Instructions for the task: Continue the Love Story article from its last sentence.
[[ Document section, beginning ]]
Youthful Ardors

Love Story locale, and other passionate pursuits

Here lies an eager patriot.

Here’s a post-Valentine’s Day gift for us all: a revelation about Love Story. Both the novel by the late Erich Segal ’58, Ph.D. ’65, and the film based on it came out in 1970, and so it’s past time we got to the bottom of every jot and tittle of the thing. (The film remains staple fare in Harvard precincts and is shown every year during freshman-orientation week to set newcomers on the right path. The last line, “Love means never having to say you’re sorry,” always draws groans and cheers.) The drama features Oliver Barrett IV, Harvard undergraduate, hockey player, and patrician, and Jennifer Cavilleri, a quick-witted working-class Radcliffe College student. They fall in love and later marry—against the wishes of Oliver’s father, who cuts off funding—and Jenny dies of an incurable disease. Early on, Oliver takes Jenny to meet his parents, who live in Dover House, in bucolic luxury north of Boston. Oliver recounts their approach:

“I drove slowly once we were on Barrett soil. It’s at least a half mile in from Groton Street to Dover House proper. En route you pass other...well, buildings. I guess it’s fairly impressive when you see it for the first time.

“‘Holy [expletive],’ Jenny said.

“‘What’s the matter, Jen?

“‘Pull over, Oliver. No kidding. Stop the car.’

I stopped the car. She was clutching.

“‘Hey, I didn’t think it would be like this.’

“‘Like what?’

“‘Like this rich. I mean, I bet you have serfs living here.’”
[[ Document section, end ]]
[[ Provided material, beginning ]]
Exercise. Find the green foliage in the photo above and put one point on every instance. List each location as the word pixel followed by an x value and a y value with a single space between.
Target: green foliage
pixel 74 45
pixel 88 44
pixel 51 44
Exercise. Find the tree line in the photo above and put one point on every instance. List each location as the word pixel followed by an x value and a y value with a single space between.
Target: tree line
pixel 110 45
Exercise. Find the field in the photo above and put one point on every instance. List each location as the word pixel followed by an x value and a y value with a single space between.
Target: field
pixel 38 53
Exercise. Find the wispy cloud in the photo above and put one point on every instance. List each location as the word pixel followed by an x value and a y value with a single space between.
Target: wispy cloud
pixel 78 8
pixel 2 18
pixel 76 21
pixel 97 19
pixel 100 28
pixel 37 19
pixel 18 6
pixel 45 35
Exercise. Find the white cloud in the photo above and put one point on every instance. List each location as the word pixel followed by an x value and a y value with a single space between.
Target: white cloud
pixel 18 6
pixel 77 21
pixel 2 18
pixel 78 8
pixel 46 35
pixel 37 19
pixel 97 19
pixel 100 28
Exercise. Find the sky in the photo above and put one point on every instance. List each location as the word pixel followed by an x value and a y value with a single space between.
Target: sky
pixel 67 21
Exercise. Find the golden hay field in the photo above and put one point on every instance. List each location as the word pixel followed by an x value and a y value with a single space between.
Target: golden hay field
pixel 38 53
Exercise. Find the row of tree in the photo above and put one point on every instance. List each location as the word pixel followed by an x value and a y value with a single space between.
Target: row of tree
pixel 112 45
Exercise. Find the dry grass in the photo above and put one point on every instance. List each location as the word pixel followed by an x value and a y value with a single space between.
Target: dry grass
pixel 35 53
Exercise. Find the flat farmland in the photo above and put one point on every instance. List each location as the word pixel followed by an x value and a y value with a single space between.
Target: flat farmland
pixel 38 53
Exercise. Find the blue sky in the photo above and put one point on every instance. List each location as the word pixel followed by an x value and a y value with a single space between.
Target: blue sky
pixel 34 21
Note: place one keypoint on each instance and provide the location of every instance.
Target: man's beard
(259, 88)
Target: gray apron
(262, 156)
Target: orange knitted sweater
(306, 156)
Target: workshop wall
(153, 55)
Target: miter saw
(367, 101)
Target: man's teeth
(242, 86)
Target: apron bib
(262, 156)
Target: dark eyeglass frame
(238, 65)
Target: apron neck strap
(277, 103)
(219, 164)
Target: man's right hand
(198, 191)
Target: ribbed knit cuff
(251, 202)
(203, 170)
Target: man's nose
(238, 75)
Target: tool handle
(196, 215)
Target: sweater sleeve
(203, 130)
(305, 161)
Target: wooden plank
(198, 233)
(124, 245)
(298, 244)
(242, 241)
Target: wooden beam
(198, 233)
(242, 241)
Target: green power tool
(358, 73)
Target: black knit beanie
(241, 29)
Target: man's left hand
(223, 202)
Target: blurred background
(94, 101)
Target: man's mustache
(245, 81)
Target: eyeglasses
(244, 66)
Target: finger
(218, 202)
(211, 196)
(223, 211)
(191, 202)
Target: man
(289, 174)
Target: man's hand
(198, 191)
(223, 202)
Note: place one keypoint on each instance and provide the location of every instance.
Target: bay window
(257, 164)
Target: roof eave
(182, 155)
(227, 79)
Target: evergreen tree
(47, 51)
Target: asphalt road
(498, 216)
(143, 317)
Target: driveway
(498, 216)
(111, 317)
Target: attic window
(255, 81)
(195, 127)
[[ Provided material, end ]]
Expected output:
The meeting wasn’t fun. Now for the revelation. John Winthrop ’58, who lives in Charleston, South Carolina, and describes himself in his fiftieth-reunion report as “timber farmer, trustee, money manager, bon vivant,” had a letter from his friend and classmate Segal in which the author testified: “I’ll freely admit to you now that much of the terrain in Love Story is Winthrop property. It never occurred to me that you might be related to the inhabitants of Groton House [an actual, vast, horsey place in Hamilton, Massachusetts, sometimes open to the public but long lived in by Winthrops], which of course is ‘Dover House,’ home of the mythical Barretts….I hope the Winthrops don’t mind my appropriating their land—in fiction—and I assume there was nothing in my tale to offend. In fact, I hope they’re a bit flattered!”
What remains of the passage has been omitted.